Page text:
++++++
July 30, 2010

Concerning Those Who Manufacture and Eat Shit

We're talking about Paul Krugman, so we're also talking about those who seek to coerce lots of other people to eat shit, too.

There's far too much shit in this column to unpack all of it (ew), so let me mention just three points. First:
And Mr. Obama has delivered in important ways. Above all, he managed (with a lot of help from Nancy Pelosi) to enact a health reform that, imperfect as it is, will greatly improve Americans’ lives — unless a Republican Congress manages to sabotage its implementation.
This is a partisan hack with lots of practice. Notice how he preemptively establishes a foolproof excuse (in his view) for the day when this bill that "will greatly improve Americans' lives" turns to, well, shit. Any and all failures will be the fault of "a Republican Congress" that "manages to sabotage its implementation."

Under the Krugman Plan for Democratic Immunity, no fault whatsoever will accrue to the Democrats for a deeply loathsome piece of legislation. Sure, Krugman says the bill is "imperfect," but that's only to establish that he's fair-minded, therefore serious. By careful design, it's exceedingly and undeservedly mild. There's another major error in Krugman's characterization of the health "reform" bill that I may discuss in more detail in the future. (It's a very common error.) I'll mention it here comparatively briefly. I would not argue and, in fact, I haven't argued that this bill won't help anyone. I've seen lots of analyses that force me to conclude that the bill will help far less people than its supporters claim, but time will tell as they say. I think it's going to be very ugly, and I also think partisans like Krugman will never acknowledge just how ugly it is.

But the fact that this bill will help some people is a ridiculous, completely asinine standard. It is utterly illegitimate as a matter of analysis, as well as being vile in moral terms, to use the fact that it will help some people as justification for its passage. Think about it for a moment. Any bill in any political system will help some people. This is true even in a dictatorship, and even under totalitarian rule. As I feel compelled to remind people when they appeal to the "sanctity" of "the law" (which I noted only yesterday I myself shit on insofar as what most people mean by such vacuous blather is concerned), even dictatorships have laws. Hey, I'll make it easy for you to ignore this argument by violating a singularly idiotic prohibition. They had laws in Nazi Germany. And guess what? All of those laws helped some people. In some instances, perhaps it was only sadists who enjoyed torturing and murdering other human beings -- but some of Germany's laws certainly helped them do that.

Or to pick a less confrontational example: many laws in Nazi Germany or Soviet Russia indisputably helped those who were members of the ruling clique or well-connected to same accumulate wealth and/or power, or benefited them in any number of other ways. So the laws helped some people. Take a more obvious aspect of the same issue: in any corporatist system (such as ours), legislators receive all sorts of payoffs for enacting legislation that benefits certain interested parties. When the legislation is passed, it's passed because it helps those interested parties. That's true of any major piece of legislation you care to name (and almost all minor ones as well). You need only trace back the effects of the legislation far enough, and you'll find an interested party that sought to have it passed. And the payoffs help the legislators themselves. So some people are always helped.
++++++
What you are asked to do:
Starting at "July 30, 2010" and stopping after "Congress manages to sabotage its implementation.", can you reproduce that stretch of the post about Paul Krugman with "column" edited to "article"?

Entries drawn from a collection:
++++++
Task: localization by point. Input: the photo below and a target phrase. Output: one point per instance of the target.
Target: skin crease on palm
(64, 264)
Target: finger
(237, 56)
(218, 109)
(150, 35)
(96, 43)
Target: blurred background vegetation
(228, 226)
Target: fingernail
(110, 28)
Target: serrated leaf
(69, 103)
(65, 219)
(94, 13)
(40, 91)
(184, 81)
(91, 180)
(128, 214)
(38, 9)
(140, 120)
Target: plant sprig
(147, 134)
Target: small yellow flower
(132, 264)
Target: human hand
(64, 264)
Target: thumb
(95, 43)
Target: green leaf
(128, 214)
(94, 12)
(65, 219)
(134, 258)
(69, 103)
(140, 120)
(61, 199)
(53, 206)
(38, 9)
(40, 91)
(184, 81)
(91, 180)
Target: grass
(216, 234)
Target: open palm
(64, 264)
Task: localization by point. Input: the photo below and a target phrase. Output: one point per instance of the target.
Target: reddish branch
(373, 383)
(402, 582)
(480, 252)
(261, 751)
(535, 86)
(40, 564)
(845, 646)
++++++
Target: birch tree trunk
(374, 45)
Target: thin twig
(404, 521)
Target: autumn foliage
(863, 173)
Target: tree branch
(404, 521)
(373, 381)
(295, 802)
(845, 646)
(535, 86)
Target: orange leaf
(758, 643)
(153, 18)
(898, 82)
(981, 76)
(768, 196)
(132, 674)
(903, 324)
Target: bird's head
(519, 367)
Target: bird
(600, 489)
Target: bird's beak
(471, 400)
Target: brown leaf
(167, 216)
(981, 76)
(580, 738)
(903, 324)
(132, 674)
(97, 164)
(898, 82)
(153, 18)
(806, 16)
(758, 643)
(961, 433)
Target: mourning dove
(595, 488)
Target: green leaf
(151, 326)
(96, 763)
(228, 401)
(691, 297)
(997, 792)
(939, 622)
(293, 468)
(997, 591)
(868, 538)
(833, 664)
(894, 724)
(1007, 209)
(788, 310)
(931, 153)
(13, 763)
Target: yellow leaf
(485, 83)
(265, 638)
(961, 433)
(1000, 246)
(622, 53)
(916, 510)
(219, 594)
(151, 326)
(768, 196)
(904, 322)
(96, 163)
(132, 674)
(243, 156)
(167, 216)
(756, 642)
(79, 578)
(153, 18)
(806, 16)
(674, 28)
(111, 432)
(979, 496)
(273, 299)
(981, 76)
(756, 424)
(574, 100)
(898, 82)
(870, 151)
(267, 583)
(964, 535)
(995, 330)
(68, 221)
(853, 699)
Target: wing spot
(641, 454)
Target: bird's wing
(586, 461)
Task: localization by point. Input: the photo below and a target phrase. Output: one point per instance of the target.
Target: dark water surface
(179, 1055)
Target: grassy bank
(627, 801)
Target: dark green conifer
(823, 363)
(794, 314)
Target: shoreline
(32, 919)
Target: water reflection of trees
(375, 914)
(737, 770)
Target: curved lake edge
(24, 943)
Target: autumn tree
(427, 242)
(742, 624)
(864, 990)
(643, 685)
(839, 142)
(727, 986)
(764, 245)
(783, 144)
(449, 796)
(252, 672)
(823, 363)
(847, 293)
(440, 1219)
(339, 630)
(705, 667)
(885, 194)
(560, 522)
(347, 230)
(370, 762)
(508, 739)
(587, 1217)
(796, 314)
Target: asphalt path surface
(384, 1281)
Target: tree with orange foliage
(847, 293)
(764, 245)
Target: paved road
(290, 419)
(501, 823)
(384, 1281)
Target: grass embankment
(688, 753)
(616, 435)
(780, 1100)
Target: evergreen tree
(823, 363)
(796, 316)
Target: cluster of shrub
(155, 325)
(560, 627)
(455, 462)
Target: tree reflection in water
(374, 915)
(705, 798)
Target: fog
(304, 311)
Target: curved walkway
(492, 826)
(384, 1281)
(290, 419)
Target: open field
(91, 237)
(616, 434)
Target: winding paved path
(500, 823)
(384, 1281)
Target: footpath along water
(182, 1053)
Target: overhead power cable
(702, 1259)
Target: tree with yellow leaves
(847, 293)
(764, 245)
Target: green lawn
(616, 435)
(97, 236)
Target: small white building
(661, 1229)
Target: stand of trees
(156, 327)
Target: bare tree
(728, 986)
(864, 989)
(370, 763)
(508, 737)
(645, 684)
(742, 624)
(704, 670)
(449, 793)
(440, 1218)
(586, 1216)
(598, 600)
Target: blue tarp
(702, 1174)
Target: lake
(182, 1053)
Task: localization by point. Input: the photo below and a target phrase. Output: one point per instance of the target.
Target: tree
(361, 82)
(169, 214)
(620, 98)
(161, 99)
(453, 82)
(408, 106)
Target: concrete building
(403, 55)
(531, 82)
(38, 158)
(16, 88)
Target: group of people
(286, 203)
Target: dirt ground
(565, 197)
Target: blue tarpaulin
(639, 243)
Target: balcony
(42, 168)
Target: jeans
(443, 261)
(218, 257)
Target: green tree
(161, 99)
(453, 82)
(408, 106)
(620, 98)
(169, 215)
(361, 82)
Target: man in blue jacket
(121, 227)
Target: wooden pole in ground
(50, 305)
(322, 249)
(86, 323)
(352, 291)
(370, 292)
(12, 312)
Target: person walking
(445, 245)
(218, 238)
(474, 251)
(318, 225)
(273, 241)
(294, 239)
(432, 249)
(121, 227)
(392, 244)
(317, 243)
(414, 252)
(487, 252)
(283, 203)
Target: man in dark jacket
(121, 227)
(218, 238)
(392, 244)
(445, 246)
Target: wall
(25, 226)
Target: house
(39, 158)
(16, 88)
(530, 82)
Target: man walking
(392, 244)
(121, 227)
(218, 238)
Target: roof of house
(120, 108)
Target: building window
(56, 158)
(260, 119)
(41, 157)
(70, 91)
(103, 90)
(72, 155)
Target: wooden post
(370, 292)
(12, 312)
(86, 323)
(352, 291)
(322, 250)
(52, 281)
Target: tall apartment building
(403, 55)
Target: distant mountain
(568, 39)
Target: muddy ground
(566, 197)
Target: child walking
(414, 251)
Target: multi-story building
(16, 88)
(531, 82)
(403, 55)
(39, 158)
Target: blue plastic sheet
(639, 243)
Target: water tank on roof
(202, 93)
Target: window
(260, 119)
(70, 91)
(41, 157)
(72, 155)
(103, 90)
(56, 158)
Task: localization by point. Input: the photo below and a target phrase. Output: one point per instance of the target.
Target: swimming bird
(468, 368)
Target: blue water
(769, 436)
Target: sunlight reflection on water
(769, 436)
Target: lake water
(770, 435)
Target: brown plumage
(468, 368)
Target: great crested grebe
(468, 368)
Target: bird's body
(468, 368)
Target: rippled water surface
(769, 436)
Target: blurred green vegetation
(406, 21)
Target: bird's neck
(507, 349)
++++++
Result of the exercise:
July 30, 2010

Concerning Those Who Manufacture and Eat Shit

We're talking about Paul Krugman, so we're also talking about those who seek to coerce lots of other people to eat shit, too.

There's far too much shit in this article to unpack all of it (ew), so let me mention just three points. First:
And Mr. Obama has delivered in important ways. Above all, he managed (with a lot of help from Nancy Pelosi) to enact a health reform that, imperfect as it is, will greatly improve Americans’ lives — unless a Republican Congress manages to sabotage its implementation.